■ ASSIGNMENT
Once you reach the line containing "If you could identify the overcast", reproduce it and every later line exactly, through the end of the data.

■ RECORDS SUPPLIED
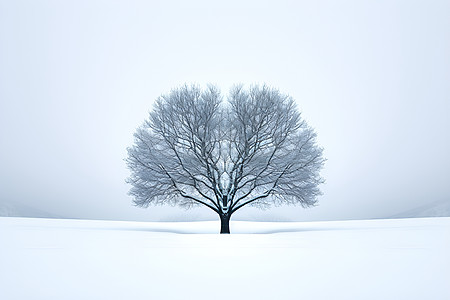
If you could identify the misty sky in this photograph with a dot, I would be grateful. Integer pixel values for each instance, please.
(78, 77)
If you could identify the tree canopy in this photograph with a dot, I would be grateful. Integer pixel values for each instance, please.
(253, 148)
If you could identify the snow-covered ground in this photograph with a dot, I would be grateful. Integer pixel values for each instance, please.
(76, 259)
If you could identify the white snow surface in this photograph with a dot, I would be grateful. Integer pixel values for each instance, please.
(81, 259)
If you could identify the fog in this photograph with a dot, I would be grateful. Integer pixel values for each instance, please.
(77, 78)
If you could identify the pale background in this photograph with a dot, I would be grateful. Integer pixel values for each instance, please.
(78, 77)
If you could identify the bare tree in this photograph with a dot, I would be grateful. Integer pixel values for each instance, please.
(254, 149)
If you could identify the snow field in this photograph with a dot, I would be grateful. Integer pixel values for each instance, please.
(81, 259)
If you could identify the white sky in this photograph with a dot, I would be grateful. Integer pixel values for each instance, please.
(78, 77)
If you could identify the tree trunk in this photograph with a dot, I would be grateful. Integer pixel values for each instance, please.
(224, 223)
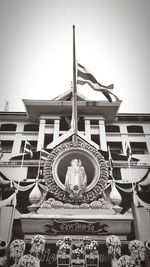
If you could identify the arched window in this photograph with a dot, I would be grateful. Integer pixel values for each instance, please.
(8, 127)
(135, 129)
(112, 129)
(31, 127)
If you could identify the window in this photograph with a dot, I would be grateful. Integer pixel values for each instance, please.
(134, 129)
(65, 123)
(31, 128)
(95, 138)
(32, 143)
(94, 122)
(8, 127)
(112, 129)
(7, 146)
(115, 147)
(49, 121)
(138, 147)
(81, 124)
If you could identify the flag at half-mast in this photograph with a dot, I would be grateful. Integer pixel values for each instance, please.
(27, 148)
(85, 77)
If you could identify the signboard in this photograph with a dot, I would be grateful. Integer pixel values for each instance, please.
(74, 227)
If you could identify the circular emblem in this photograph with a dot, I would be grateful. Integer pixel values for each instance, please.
(75, 172)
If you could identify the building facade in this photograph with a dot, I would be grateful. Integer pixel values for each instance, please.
(47, 125)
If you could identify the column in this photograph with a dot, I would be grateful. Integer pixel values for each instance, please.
(124, 136)
(41, 134)
(146, 129)
(56, 129)
(17, 139)
(102, 134)
(87, 129)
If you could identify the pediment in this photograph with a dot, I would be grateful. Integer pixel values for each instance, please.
(67, 96)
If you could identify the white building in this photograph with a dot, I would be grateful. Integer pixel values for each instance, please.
(46, 124)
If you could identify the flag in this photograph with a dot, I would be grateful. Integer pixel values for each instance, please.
(1, 151)
(128, 151)
(85, 77)
(44, 154)
(110, 162)
(27, 148)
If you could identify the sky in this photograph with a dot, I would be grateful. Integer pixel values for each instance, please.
(36, 49)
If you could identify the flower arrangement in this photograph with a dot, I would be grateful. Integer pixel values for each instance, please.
(64, 245)
(38, 245)
(137, 250)
(113, 244)
(87, 240)
(3, 246)
(17, 248)
(125, 261)
(27, 261)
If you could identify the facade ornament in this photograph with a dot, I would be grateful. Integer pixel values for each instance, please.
(85, 193)
(115, 197)
(35, 195)
(27, 261)
(75, 180)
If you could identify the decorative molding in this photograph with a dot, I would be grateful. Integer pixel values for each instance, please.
(94, 189)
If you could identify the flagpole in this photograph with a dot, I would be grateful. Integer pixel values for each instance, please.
(23, 154)
(39, 165)
(74, 104)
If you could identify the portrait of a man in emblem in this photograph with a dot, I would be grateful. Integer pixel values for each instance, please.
(76, 178)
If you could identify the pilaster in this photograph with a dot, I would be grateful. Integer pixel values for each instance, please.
(41, 134)
(102, 134)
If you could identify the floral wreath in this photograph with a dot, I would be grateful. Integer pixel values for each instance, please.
(38, 245)
(113, 244)
(27, 261)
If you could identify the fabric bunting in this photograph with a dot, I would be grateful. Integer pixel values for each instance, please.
(142, 202)
(5, 202)
(127, 190)
(23, 188)
(27, 148)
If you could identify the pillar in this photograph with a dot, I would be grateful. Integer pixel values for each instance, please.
(41, 134)
(56, 129)
(87, 129)
(17, 139)
(102, 134)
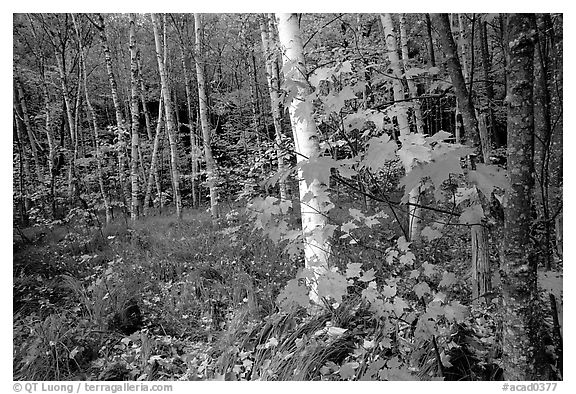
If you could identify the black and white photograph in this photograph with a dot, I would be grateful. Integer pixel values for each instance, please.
(286, 197)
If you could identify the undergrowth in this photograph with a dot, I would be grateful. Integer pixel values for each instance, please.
(162, 299)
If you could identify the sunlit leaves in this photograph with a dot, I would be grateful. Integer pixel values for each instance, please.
(380, 151)
(293, 294)
(488, 177)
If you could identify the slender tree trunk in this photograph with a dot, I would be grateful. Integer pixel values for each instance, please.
(543, 134)
(488, 85)
(92, 115)
(274, 99)
(411, 84)
(153, 172)
(29, 130)
(430, 41)
(203, 109)
(316, 246)
(24, 169)
(402, 117)
(170, 128)
(134, 206)
(120, 123)
(193, 142)
(147, 120)
(518, 267)
(465, 105)
(395, 65)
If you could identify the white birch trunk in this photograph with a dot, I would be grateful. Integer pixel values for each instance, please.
(134, 206)
(274, 100)
(92, 116)
(316, 249)
(203, 109)
(402, 118)
(169, 116)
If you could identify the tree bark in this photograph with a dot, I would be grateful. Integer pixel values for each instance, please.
(274, 100)
(193, 140)
(134, 206)
(28, 127)
(430, 42)
(153, 171)
(169, 116)
(488, 85)
(411, 84)
(92, 115)
(402, 117)
(316, 247)
(518, 268)
(465, 106)
(147, 120)
(203, 109)
(120, 123)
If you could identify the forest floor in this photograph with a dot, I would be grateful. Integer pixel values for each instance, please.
(163, 299)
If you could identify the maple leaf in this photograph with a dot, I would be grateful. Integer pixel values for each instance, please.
(399, 305)
(353, 270)
(472, 215)
(332, 284)
(407, 258)
(429, 269)
(356, 214)
(347, 227)
(294, 294)
(380, 151)
(421, 288)
(347, 370)
(317, 168)
(403, 245)
(430, 233)
(488, 177)
(369, 275)
(413, 148)
(448, 279)
(456, 311)
(335, 102)
(388, 291)
(320, 74)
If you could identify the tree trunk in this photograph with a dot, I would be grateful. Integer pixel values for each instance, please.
(542, 134)
(203, 109)
(518, 267)
(402, 118)
(153, 172)
(274, 100)
(28, 127)
(193, 141)
(117, 109)
(411, 84)
(92, 115)
(430, 42)
(134, 206)
(169, 116)
(147, 120)
(316, 246)
(488, 85)
(465, 106)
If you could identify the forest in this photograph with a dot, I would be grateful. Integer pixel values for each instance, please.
(272, 197)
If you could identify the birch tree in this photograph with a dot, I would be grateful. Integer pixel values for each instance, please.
(316, 246)
(92, 115)
(170, 127)
(203, 111)
(519, 266)
(134, 206)
(267, 45)
(401, 116)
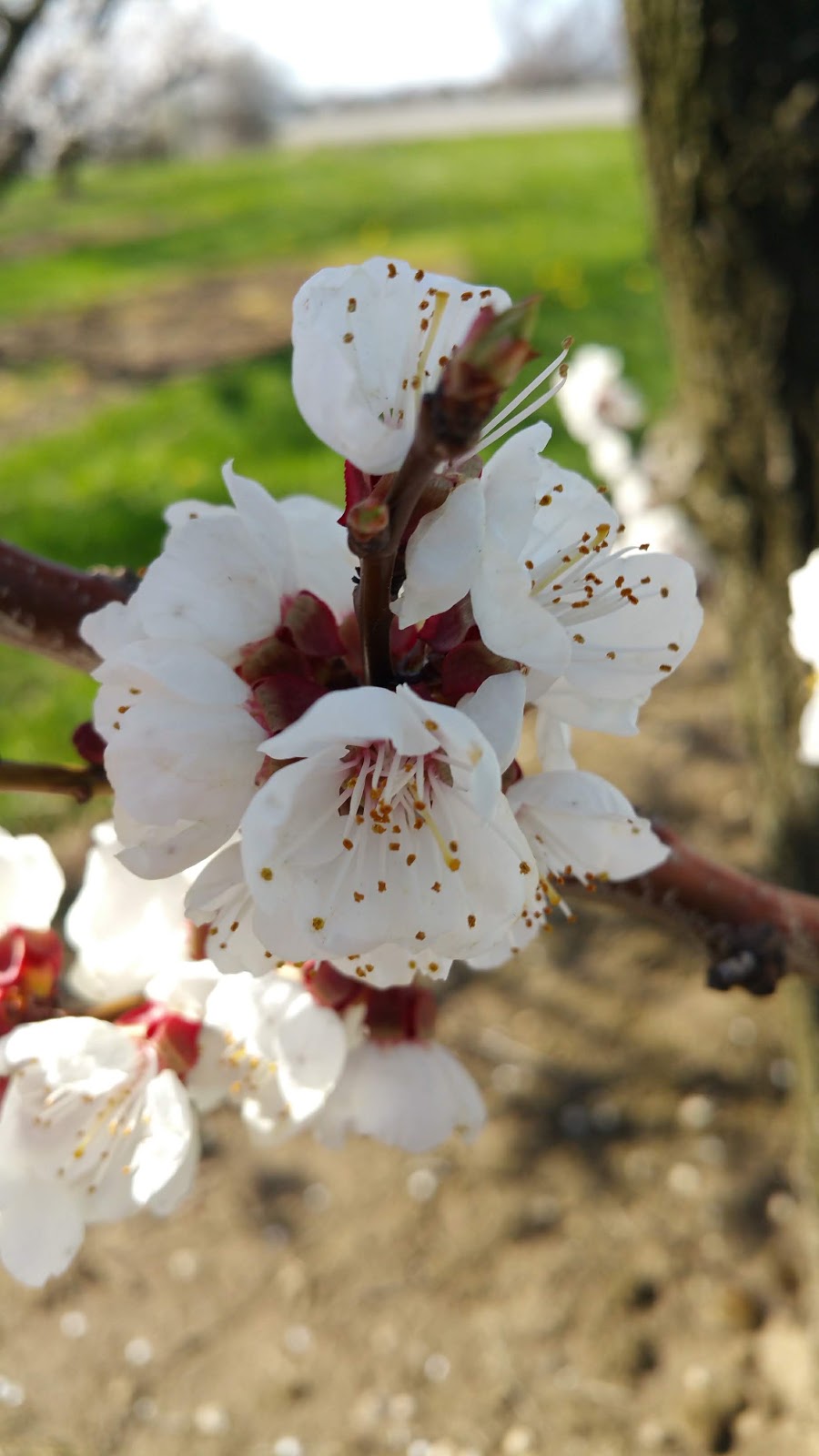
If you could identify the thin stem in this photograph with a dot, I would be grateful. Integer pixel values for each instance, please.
(375, 619)
(82, 784)
(755, 932)
(43, 604)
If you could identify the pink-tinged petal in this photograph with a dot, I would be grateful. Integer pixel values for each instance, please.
(497, 710)
(581, 823)
(443, 555)
(41, 1230)
(511, 619)
(513, 482)
(312, 625)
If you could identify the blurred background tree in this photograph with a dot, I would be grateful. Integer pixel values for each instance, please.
(562, 43)
(113, 79)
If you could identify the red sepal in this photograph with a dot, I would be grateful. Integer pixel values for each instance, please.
(177, 1038)
(468, 666)
(29, 972)
(358, 485)
(283, 698)
(310, 625)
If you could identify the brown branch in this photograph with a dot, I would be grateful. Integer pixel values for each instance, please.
(82, 784)
(755, 932)
(448, 427)
(43, 604)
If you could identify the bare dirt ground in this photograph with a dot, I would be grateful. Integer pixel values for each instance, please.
(617, 1266)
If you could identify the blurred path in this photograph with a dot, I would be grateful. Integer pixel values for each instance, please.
(462, 116)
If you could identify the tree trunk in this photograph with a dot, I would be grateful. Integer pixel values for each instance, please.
(729, 95)
(731, 114)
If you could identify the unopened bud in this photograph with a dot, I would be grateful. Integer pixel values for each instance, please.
(368, 519)
(497, 346)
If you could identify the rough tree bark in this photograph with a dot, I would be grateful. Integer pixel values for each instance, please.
(729, 95)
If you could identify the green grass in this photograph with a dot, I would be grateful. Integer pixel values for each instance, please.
(561, 216)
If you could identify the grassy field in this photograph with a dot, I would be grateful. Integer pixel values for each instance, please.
(91, 460)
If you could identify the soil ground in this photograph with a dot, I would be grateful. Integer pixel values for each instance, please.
(617, 1266)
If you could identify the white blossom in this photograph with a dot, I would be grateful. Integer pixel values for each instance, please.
(598, 626)
(91, 1130)
(177, 718)
(409, 1094)
(369, 339)
(804, 626)
(596, 398)
(31, 883)
(123, 926)
(271, 1048)
(389, 827)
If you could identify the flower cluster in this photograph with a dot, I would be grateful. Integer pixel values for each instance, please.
(314, 737)
(99, 1108)
(599, 408)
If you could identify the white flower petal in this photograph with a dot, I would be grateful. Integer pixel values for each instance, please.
(361, 337)
(31, 881)
(167, 1158)
(312, 1050)
(41, 1230)
(120, 925)
(809, 732)
(442, 555)
(411, 1096)
(511, 621)
(804, 587)
(581, 824)
(497, 710)
(513, 482)
(322, 561)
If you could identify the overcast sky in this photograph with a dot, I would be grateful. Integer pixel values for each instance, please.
(359, 46)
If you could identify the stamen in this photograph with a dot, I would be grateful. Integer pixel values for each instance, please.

■ REPLY TO THE TASK
If you could identify the overcast sky in this photograph with a dot, I would be grateful. Integer pixel values for each instance, please.
(359, 46)
If you could identify the stamen in this photograph with a dot, I would be grateful. Integer pixel values for each instance, please.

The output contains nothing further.